• FRAGMENTO DE TEXTO
De una entrevista a Javier
Gomá, filósofo, me he quedado con una idea: Cada persona es el
infinito para sí y casi nada para el mundo. Ese “infinito” me
cautiva, parece otorgarnos poderes mágicos, o la ilusión de
tenerlos. El problema es cómo vivir ese desequilibrio entre el
infinito interior y el casi nada del exterior. Necesitaríamos un
radar para evitar los choques de egos. Una buena norma es escuchar
más que hablar. Lo que pudiéramos decir, ya lo sabemos (y seguramente el interlocutor también); es
escuchando cuando puede que aprendamos algo. Otra buena costumbre es
que cuando nos preguntan, por educación, “¿qué tal estás?”,
la respuesta sea invariablemente “bien, gracias” (si hay
confianza una alternativa sería “jodido, pero contento”). A no
ser que estés bien de verdad, en cuyo caso se puede adornar la
respuesta. Si, finalmente, acabamos hablando (somos humanos e
imperfectos), estaría bien atender a esta recomendación de
Vila-Matas que aparece en su libro “Historia abreviada de la
literatura portátil” (se olvidó de abreviar el título): “Si
hablas alto nunca digas yo”. Vila-Matas construyó esta
frase-proverbio como alusión (las iniciales) al personaje literario
Tristram Shandy. Al margen de esa consideración, la frase es un
hallazgo, todo un apotegma (dicho
breve, sentencioso y feliz)

[Filas del conjunto de datos sobre la ubicación de objetos]
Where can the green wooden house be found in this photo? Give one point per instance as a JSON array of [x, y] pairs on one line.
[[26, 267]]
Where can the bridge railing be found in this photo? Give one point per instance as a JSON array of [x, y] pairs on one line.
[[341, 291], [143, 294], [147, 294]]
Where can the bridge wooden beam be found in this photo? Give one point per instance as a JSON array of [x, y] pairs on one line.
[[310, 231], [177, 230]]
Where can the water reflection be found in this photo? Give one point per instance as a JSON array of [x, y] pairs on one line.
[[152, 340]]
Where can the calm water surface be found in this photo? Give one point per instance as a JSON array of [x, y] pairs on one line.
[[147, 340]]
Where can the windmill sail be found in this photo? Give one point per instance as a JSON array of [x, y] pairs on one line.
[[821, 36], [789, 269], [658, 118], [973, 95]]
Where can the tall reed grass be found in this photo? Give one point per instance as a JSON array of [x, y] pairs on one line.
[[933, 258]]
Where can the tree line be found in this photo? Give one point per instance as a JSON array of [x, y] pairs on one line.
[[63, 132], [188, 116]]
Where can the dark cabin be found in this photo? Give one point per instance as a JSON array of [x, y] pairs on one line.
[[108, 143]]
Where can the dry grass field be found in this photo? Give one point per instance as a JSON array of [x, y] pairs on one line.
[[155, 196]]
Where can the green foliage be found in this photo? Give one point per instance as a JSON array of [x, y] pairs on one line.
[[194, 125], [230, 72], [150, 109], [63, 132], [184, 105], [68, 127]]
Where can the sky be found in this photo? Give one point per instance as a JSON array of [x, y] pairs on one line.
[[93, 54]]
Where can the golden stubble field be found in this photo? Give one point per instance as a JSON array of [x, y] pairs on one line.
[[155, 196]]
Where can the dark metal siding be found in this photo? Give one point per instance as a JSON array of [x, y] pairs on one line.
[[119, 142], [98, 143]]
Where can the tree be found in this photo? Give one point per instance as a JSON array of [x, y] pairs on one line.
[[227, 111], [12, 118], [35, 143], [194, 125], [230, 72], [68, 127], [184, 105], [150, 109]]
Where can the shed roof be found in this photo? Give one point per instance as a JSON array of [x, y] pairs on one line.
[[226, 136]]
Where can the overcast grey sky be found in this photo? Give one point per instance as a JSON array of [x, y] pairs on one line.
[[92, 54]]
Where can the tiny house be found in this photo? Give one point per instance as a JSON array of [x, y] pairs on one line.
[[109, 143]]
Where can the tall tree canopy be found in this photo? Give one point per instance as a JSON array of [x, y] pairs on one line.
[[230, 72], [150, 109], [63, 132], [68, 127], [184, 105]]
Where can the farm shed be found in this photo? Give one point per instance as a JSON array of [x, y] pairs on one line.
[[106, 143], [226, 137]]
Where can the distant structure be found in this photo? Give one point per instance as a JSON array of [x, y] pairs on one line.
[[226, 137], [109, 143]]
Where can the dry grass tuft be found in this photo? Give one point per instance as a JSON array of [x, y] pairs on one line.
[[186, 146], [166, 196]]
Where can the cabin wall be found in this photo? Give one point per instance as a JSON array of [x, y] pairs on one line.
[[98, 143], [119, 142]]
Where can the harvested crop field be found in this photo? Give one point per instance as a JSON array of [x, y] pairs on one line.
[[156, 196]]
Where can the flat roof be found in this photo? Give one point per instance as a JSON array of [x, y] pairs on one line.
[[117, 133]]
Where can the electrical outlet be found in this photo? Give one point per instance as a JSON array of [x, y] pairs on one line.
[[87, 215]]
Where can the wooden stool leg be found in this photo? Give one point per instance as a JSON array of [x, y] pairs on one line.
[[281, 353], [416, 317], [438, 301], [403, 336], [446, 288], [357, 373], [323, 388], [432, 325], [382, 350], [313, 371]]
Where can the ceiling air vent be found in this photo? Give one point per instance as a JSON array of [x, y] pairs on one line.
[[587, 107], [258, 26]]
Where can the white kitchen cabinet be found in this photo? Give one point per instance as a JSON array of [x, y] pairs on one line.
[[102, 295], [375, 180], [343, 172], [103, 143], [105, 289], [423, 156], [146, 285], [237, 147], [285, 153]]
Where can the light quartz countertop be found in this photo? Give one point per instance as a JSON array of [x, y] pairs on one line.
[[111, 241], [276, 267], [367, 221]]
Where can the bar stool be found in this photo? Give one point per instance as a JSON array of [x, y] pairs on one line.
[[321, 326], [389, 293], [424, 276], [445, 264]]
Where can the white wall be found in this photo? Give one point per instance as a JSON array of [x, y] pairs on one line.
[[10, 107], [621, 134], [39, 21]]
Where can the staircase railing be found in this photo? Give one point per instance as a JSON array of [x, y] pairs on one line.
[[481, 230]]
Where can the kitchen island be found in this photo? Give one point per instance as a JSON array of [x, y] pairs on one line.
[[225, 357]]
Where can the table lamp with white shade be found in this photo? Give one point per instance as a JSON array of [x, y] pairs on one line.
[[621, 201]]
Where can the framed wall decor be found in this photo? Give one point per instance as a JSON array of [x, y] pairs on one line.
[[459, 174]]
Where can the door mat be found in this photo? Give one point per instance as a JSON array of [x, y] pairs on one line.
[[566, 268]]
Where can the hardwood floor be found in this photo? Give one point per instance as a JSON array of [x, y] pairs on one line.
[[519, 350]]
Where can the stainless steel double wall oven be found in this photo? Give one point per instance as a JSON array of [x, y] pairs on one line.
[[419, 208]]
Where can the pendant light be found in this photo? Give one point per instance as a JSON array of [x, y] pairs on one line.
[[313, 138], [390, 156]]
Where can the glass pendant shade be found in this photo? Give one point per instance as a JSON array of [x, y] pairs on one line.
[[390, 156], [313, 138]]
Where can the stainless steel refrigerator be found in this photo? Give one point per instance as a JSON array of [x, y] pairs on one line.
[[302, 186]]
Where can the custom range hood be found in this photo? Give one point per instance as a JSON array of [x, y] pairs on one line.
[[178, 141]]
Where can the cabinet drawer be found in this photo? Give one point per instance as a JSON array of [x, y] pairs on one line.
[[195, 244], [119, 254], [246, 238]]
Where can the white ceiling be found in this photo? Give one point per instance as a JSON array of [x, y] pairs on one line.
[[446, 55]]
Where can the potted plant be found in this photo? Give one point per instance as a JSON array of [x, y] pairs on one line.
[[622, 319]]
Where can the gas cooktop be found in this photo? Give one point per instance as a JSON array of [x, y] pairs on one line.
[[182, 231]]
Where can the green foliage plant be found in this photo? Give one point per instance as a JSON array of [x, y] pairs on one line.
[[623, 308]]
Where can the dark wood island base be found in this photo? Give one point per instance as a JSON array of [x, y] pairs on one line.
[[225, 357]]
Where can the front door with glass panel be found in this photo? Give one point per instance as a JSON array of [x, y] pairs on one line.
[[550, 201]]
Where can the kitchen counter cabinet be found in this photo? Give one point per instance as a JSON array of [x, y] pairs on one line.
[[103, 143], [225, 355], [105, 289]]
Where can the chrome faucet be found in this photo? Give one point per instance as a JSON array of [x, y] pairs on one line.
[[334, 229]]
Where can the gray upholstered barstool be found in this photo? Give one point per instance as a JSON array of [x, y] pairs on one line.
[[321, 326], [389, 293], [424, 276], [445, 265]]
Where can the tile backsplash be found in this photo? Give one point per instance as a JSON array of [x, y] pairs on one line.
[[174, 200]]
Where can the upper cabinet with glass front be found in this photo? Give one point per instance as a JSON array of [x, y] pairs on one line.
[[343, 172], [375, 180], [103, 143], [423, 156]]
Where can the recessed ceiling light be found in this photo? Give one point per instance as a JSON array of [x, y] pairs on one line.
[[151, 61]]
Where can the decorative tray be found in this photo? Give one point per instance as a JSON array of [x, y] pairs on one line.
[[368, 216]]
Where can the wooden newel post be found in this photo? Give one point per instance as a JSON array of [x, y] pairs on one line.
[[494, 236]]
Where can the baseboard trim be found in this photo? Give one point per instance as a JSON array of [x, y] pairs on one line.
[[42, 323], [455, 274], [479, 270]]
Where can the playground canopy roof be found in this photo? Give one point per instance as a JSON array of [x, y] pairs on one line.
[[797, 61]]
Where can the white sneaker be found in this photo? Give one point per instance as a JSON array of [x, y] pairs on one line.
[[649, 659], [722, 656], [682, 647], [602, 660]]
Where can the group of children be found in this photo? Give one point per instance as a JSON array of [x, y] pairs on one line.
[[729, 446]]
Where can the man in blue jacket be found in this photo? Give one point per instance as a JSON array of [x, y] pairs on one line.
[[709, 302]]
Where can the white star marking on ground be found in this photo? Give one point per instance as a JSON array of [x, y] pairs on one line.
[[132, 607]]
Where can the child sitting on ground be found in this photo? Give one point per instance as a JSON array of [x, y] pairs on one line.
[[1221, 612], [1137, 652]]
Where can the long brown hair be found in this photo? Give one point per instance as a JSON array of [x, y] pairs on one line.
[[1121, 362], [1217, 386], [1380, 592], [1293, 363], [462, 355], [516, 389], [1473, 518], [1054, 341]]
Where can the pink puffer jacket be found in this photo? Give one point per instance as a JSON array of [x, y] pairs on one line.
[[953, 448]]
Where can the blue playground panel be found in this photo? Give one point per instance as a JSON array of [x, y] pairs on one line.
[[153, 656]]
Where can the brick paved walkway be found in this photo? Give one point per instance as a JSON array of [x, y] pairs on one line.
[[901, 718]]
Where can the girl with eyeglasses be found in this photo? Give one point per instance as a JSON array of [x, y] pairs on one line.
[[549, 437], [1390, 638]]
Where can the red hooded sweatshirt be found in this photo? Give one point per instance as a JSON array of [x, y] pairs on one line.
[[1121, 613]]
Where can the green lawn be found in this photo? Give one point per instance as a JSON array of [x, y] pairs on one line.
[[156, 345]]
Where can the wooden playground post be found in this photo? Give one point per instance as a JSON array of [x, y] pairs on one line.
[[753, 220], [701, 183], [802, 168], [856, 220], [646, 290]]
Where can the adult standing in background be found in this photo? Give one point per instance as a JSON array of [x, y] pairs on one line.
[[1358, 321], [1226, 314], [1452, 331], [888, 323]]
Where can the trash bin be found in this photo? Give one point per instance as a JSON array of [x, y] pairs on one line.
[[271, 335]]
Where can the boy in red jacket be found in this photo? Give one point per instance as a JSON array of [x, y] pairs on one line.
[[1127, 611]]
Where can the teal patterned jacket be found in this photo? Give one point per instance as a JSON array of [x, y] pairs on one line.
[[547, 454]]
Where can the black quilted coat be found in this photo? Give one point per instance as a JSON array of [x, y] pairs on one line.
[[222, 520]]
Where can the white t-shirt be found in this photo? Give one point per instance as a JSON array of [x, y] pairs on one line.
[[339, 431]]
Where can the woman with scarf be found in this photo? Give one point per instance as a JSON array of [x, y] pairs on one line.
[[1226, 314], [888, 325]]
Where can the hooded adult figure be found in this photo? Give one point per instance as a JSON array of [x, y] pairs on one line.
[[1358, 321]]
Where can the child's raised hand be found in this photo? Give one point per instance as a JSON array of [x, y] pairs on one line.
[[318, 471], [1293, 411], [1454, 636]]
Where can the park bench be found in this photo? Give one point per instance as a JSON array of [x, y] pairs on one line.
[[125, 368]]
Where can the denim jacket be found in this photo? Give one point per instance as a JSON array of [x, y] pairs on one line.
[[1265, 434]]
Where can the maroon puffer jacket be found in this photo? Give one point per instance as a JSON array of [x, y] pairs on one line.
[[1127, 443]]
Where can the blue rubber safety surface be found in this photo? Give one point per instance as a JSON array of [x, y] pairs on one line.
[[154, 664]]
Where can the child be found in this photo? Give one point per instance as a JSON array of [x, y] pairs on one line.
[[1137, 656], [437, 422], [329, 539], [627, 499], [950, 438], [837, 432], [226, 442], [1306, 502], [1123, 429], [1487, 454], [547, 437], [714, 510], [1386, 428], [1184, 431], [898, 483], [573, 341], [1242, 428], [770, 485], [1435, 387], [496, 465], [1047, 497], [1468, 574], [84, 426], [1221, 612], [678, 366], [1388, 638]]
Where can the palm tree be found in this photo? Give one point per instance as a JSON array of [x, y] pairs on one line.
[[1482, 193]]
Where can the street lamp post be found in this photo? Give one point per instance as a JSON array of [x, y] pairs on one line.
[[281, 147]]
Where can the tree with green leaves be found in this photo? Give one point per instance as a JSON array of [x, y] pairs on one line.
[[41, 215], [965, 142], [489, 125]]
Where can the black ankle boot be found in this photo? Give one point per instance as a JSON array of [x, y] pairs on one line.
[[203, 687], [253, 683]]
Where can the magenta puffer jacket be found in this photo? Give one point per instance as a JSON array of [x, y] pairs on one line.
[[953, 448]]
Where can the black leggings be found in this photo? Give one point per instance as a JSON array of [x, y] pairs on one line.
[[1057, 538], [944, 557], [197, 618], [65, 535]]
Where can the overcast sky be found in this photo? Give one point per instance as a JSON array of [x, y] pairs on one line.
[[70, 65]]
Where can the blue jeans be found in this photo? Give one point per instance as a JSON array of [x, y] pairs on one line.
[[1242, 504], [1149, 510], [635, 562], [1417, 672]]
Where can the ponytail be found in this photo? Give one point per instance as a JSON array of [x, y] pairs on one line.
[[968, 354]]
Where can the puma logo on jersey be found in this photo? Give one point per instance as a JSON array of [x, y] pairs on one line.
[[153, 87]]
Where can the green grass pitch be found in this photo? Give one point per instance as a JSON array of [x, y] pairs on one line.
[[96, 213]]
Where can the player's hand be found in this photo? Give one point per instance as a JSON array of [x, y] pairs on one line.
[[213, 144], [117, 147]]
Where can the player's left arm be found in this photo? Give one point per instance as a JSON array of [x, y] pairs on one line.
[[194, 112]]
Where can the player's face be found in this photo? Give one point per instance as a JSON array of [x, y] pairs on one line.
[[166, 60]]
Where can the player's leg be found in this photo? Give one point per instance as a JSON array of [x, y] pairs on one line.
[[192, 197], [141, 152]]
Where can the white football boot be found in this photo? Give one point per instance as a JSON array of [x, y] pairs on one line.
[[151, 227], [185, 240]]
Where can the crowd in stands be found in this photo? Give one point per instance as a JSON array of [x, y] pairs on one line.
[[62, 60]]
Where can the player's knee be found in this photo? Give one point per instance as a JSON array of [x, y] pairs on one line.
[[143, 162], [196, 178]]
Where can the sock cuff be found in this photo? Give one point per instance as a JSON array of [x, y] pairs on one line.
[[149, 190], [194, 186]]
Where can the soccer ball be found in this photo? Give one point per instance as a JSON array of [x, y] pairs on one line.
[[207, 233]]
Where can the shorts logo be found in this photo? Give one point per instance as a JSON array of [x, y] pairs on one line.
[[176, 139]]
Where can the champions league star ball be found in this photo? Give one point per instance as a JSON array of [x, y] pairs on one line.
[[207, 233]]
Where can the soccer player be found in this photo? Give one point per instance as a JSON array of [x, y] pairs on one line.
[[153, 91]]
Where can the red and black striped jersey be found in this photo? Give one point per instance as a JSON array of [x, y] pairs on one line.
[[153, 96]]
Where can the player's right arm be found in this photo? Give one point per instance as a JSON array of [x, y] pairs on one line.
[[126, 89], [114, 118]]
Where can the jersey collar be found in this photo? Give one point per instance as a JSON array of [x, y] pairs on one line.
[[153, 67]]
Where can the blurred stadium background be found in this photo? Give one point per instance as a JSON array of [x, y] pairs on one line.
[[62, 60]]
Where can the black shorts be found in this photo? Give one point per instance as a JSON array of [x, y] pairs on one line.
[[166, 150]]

• OBJETIVOS
1. Enumera todas las expresiones que aparecen entre comillas en el fragmento sobre el infinito interior y el casi nada del mundo.
2. Retoma el fragmento sobre el infinito interior y el casi nada del mundo y continúalo desde el punto en que se detiene.
Los ítems no guardan ninguna relación con el fragmento.

• SOLUCIONES
1.
- infinito
- ¿qué tal estás?
- bien, gracias
- jodido, pero contento
- Historia abreviada de la literatura portátil
- Si hablas alto nunca digas yo

2.
. Estoy en que cada vez que un orador dice
“yo”, baja a la mitad en la estima de la audiencia. Además,
desde el punto de vista estético, tiene una brevedad difícil de
conseguir en castellano (y la brevedad es una virtud casi siempre).
Son solo seis palabras; diez sílabas, uno-dos-dos dos-dos-uno; tiene
un aire de palíndromo. Igual le pondría una coma: Si hablas alto,
nunca digas yo.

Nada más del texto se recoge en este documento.